▶ [Given problem]:
Quote the lines from the line holding "for the rough" to the very end of the listing, exactly, and no others.

[Source data]
--

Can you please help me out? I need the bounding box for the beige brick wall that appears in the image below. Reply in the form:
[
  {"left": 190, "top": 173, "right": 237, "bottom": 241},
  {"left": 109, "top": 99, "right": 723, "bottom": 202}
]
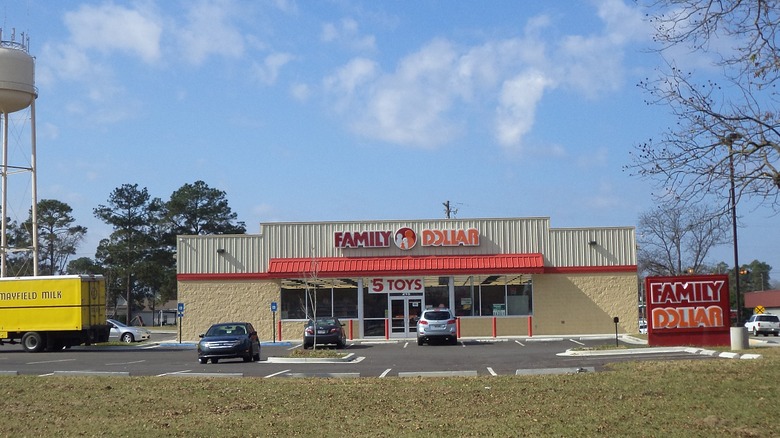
[
  {"left": 533, "top": 273, "right": 639, "bottom": 335},
  {"left": 179, "top": 273, "right": 639, "bottom": 341},
  {"left": 178, "top": 281, "right": 281, "bottom": 342}
]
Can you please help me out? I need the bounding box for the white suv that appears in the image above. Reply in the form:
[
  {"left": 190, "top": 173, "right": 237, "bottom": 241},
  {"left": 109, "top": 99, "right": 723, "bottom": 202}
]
[
  {"left": 417, "top": 309, "right": 458, "bottom": 345},
  {"left": 745, "top": 313, "right": 780, "bottom": 336}
]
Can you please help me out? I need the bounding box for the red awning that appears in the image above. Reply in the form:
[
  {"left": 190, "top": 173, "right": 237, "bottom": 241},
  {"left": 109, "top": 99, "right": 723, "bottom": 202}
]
[{"left": 267, "top": 254, "right": 544, "bottom": 278}]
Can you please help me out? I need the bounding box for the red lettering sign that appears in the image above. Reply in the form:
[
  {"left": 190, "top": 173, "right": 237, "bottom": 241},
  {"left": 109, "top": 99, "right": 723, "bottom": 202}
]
[
  {"left": 368, "top": 277, "right": 425, "bottom": 294},
  {"left": 333, "top": 231, "right": 392, "bottom": 248},
  {"left": 645, "top": 275, "right": 730, "bottom": 346},
  {"left": 422, "top": 228, "right": 479, "bottom": 246}
]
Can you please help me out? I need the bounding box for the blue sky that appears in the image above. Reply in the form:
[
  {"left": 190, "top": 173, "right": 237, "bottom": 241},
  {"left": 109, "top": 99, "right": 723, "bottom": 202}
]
[{"left": 0, "top": 0, "right": 780, "bottom": 278}]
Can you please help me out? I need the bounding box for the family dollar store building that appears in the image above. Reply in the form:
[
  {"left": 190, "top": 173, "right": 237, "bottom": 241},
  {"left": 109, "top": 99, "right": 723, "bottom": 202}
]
[{"left": 177, "top": 218, "right": 639, "bottom": 340}]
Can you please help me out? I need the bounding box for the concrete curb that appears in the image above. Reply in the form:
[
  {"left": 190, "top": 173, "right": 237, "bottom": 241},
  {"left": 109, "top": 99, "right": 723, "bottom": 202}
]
[
  {"left": 263, "top": 353, "right": 362, "bottom": 363},
  {"left": 558, "top": 347, "right": 763, "bottom": 359}
]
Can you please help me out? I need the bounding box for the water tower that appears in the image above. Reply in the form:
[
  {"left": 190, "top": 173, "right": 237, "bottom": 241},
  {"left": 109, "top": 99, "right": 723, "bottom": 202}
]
[{"left": 0, "top": 28, "right": 38, "bottom": 277}]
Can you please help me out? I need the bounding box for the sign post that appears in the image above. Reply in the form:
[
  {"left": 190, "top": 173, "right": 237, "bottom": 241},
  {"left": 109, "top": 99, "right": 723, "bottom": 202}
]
[
  {"left": 612, "top": 316, "right": 620, "bottom": 347},
  {"left": 176, "top": 303, "right": 184, "bottom": 344},
  {"left": 271, "top": 301, "right": 277, "bottom": 344}
]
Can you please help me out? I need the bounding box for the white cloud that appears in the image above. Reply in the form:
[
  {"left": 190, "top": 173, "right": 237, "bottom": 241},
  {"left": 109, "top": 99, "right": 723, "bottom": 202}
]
[
  {"left": 176, "top": 0, "right": 244, "bottom": 65},
  {"left": 320, "top": 18, "right": 376, "bottom": 51},
  {"left": 252, "top": 53, "right": 295, "bottom": 85},
  {"left": 496, "top": 71, "right": 550, "bottom": 148},
  {"left": 64, "top": 3, "right": 162, "bottom": 63},
  {"left": 290, "top": 83, "right": 311, "bottom": 102}
]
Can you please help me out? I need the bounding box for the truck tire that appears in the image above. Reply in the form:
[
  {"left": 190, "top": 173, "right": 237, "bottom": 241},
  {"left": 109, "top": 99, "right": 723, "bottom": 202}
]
[{"left": 22, "top": 332, "right": 45, "bottom": 353}]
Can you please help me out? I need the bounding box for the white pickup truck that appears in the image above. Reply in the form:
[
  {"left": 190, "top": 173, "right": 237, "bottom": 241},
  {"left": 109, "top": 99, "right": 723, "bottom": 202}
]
[{"left": 745, "top": 313, "right": 780, "bottom": 336}]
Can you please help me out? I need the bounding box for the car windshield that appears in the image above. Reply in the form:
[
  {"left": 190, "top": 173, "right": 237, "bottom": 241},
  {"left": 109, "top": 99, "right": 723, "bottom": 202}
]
[
  {"left": 423, "top": 310, "right": 450, "bottom": 321},
  {"left": 309, "top": 318, "right": 338, "bottom": 327},
  {"left": 206, "top": 324, "right": 246, "bottom": 336}
]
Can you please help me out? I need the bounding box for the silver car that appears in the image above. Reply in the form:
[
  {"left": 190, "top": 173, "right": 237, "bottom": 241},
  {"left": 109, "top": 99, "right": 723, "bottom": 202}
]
[
  {"left": 417, "top": 308, "right": 458, "bottom": 345},
  {"left": 106, "top": 319, "right": 152, "bottom": 344}
]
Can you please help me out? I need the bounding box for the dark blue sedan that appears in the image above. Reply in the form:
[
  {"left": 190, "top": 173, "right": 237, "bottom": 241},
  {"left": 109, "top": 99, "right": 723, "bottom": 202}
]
[{"left": 198, "top": 322, "right": 260, "bottom": 364}]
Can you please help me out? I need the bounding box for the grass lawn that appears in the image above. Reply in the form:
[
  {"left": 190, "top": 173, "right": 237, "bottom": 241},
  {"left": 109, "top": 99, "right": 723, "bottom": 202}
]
[{"left": 0, "top": 348, "right": 780, "bottom": 437}]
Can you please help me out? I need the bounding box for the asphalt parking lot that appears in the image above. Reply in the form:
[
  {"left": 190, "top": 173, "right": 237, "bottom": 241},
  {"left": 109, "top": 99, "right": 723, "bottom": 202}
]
[{"left": 0, "top": 336, "right": 768, "bottom": 378}]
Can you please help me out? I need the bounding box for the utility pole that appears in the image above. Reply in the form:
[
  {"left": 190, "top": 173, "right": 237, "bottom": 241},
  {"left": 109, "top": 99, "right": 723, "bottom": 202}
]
[{"left": 442, "top": 201, "right": 458, "bottom": 219}]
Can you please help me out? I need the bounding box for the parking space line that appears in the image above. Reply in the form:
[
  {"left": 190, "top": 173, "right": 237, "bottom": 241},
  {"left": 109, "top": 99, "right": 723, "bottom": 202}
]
[
  {"left": 264, "top": 370, "right": 290, "bottom": 379},
  {"left": 27, "top": 359, "right": 76, "bottom": 365},
  {"left": 106, "top": 360, "right": 146, "bottom": 365},
  {"left": 398, "top": 371, "right": 477, "bottom": 377},
  {"left": 156, "top": 370, "right": 192, "bottom": 377}
]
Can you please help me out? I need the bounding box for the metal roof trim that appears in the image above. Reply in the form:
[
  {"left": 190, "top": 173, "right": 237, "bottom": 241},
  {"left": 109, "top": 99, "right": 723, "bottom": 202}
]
[{"left": 267, "top": 253, "right": 544, "bottom": 278}]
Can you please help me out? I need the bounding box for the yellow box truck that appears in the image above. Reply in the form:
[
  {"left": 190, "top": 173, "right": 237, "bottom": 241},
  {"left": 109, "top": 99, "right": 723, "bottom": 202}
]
[{"left": 0, "top": 275, "right": 110, "bottom": 352}]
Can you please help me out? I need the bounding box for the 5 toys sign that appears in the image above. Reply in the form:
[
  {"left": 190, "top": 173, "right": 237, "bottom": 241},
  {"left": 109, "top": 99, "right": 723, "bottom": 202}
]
[{"left": 645, "top": 275, "right": 730, "bottom": 346}]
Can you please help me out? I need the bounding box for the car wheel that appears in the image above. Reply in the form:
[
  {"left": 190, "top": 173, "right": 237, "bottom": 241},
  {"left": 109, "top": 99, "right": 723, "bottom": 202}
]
[{"left": 22, "top": 332, "right": 44, "bottom": 353}]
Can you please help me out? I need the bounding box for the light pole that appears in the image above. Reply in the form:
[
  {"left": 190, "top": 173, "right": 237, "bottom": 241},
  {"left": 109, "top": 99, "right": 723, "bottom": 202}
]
[{"left": 725, "top": 132, "right": 742, "bottom": 327}]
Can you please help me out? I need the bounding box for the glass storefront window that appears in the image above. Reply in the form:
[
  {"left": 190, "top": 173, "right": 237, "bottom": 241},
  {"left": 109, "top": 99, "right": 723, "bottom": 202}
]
[
  {"left": 472, "top": 275, "right": 533, "bottom": 316},
  {"left": 281, "top": 286, "right": 358, "bottom": 319},
  {"left": 479, "top": 285, "right": 506, "bottom": 316},
  {"left": 455, "top": 281, "right": 472, "bottom": 316},
  {"left": 281, "top": 289, "right": 307, "bottom": 319}
]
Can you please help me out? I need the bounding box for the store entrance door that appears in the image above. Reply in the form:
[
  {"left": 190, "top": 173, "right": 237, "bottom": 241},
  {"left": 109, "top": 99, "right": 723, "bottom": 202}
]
[{"left": 390, "top": 295, "right": 422, "bottom": 338}]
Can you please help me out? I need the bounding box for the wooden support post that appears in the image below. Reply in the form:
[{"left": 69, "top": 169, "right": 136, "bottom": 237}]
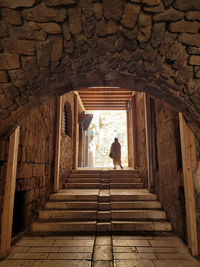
[
  {"left": 126, "top": 109, "right": 133, "bottom": 167},
  {"left": 54, "top": 96, "right": 63, "bottom": 193},
  {"left": 73, "top": 94, "right": 78, "bottom": 169},
  {"left": 179, "top": 113, "right": 198, "bottom": 256},
  {"left": 1, "top": 126, "right": 20, "bottom": 257},
  {"left": 144, "top": 94, "right": 153, "bottom": 191},
  {"left": 131, "top": 95, "right": 138, "bottom": 168}
]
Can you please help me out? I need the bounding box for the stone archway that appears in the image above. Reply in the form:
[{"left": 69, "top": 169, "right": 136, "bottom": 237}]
[{"left": 0, "top": 0, "right": 200, "bottom": 138}]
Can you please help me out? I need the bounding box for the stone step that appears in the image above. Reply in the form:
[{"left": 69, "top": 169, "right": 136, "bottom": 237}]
[
  {"left": 110, "top": 183, "right": 144, "bottom": 189},
  {"left": 112, "top": 220, "right": 172, "bottom": 232},
  {"left": 111, "top": 201, "right": 161, "bottom": 210},
  {"left": 39, "top": 210, "right": 97, "bottom": 221},
  {"left": 109, "top": 179, "right": 143, "bottom": 183},
  {"left": 31, "top": 220, "right": 96, "bottom": 234},
  {"left": 96, "top": 222, "right": 112, "bottom": 232},
  {"left": 68, "top": 173, "right": 101, "bottom": 178},
  {"left": 64, "top": 183, "right": 144, "bottom": 189},
  {"left": 67, "top": 178, "right": 101, "bottom": 183},
  {"left": 49, "top": 189, "right": 99, "bottom": 201},
  {"left": 111, "top": 210, "right": 166, "bottom": 221},
  {"left": 64, "top": 183, "right": 101, "bottom": 189},
  {"left": 45, "top": 201, "right": 98, "bottom": 210},
  {"left": 97, "top": 211, "right": 111, "bottom": 222}
]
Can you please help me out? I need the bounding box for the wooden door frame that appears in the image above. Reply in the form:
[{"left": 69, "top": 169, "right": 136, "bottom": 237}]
[
  {"left": 1, "top": 126, "right": 20, "bottom": 257},
  {"left": 54, "top": 96, "right": 63, "bottom": 193},
  {"left": 179, "top": 112, "right": 198, "bottom": 256}
]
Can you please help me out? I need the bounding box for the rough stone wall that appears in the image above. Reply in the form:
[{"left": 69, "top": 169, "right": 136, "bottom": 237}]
[
  {"left": 0, "top": 0, "right": 200, "bottom": 144},
  {"left": 127, "top": 109, "right": 133, "bottom": 167},
  {"left": 135, "top": 93, "right": 147, "bottom": 183},
  {"left": 154, "top": 101, "right": 186, "bottom": 239},
  {"left": 13, "top": 100, "right": 56, "bottom": 232},
  {"left": 0, "top": 140, "right": 9, "bottom": 234},
  {"left": 60, "top": 92, "right": 74, "bottom": 188}
]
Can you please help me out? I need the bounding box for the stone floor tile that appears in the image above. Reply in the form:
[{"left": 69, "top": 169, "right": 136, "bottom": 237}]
[
  {"left": 59, "top": 247, "right": 93, "bottom": 253},
  {"left": 93, "top": 246, "right": 112, "bottom": 261},
  {"left": 114, "top": 253, "right": 156, "bottom": 260},
  {"left": 153, "top": 260, "right": 200, "bottom": 267},
  {"left": 48, "top": 253, "right": 92, "bottom": 260},
  {"left": 137, "top": 247, "right": 189, "bottom": 253},
  {"left": 114, "top": 260, "right": 155, "bottom": 267},
  {"left": 53, "top": 240, "right": 94, "bottom": 247},
  {"left": 113, "top": 247, "right": 137, "bottom": 253},
  {"left": 113, "top": 240, "right": 150, "bottom": 247},
  {"left": 112, "top": 235, "right": 154, "bottom": 240},
  {"left": 32, "top": 260, "right": 91, "bottom": 267},
  {"left": 92, "top": 261, "right": 113, "bottom": 267},
  {"left": 29, "top": 247, "right": 60, "bottom": 253},
  {"left": 11, "top": 247, "right": 30, "bottom": 252},
  {"left": 155, "top": 253, "right": 198, "bottom": 261},
  {"left": 0, "top": 260, "right": 35, "bottom": 267},
  {"left": 72, "top": 235, "right": 95, "bottom": 240},
  {"left": 95, "top": 236, "right": 112, "bottom": 246},
  {"left": 16, "top": 239, "right": 55, "bottom": 247},
  {"left": 8, "top": 252, "right": 49, "bottom": 260},
  {"left": 149, "top": 239, "right": 185, "bottom": 247}
]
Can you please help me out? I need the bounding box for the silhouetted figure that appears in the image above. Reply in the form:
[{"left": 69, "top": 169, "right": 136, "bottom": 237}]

--

▶ [Written solution]:
Can you please help me out? I need the bounding box for the rough stone wall that appears in the image above. Reply in the form:
[{"left": 69, "top": 169, "right": 136, "bottom": 237}]
[
  {"left": 0, "top": 0, "right": 200, "bottom": 144},
  {"left": 127, "top": 109, "right": 133, "bottom": 167},
  {"left": 135, "top": 93, "right": 147, "bottom": 183},
  {"left": 154, "top": 101, "right": 186, "bottom": 239},
  {"left": 13, "top": 100, "right": 56, "bottom": 232},
  {"left": 0, "top": 140, "right": 9, "bottom": 234},
  {"left": 60, "top": 92, "right": 74, "bottom": 188}
]
Can you please help me out? I need the bounding box for the stone floor tile that appears in the image above. Reply in the form:
[{"left": 69, "top": 169, "right": 136, "bottom": 237}]
[
  {"left": 59, "top": 247, "right": 93, "bottom": 253},
  {"left": 93, "top": 246, "right": 112, "bottom": 261},
  {"left": 114, "top": 253, "right": 156, "bottom": 260},
  {"left": 153, "top": 260, "right": 200, "bottom": 267},
  {"left": 48, "top": 253, "right": 92, "bottom": 260},
  {"left": 137, "top": 247, "right": 189, "bottom": 253},
  {"left": 114, "top": 260, "right": 155, "bottom": 267},
  {"left": 53, "top": 240, "right": 94, "bottom": 247},
  {"left": 113, "top": 247, "right": 137, "bottom": 253},
  {"left": 113, "top": 240, "right": 150, "bottom": 247},
  {"left": 112, "top": 235, "right": 154, "bottom": 240},
  {"left": 32, "top": 260, "right": 91, "bottom": 267},
  {"left": 92, "top": 261, "right": 113, "bottom": 267},
  {"left": 29, "top": 247, "right": 60, "bottom": 253},
  {"left": 11, "top": 247, "right": 30, "bottom": 252},
  {"left": 155, "top": 253, "right": 198, "bottom": 261},
  {"left": 0, "top": 260, "right": 35, "bottom": 267},
  {"left": 72, "top": 235, "right": 95, "bottom": 240},
  {"left": 95, "top": 236, "right": 112, "bottom": 246},
  {"left": 16, "top": 239, "right": 55, "bottom": 247},
  {"left": 8, "top": 252, "right": 49, "bottom": 260},
  {"left": 149, "top": 239, "right": 185, "bottom": 247}
]
Can you please help me out? I need the bounding box for the silhouetted figure that appears in the image above. Reply in the form:
[{"left": 69, "top": 169, "right": 136, "bottom": 237}]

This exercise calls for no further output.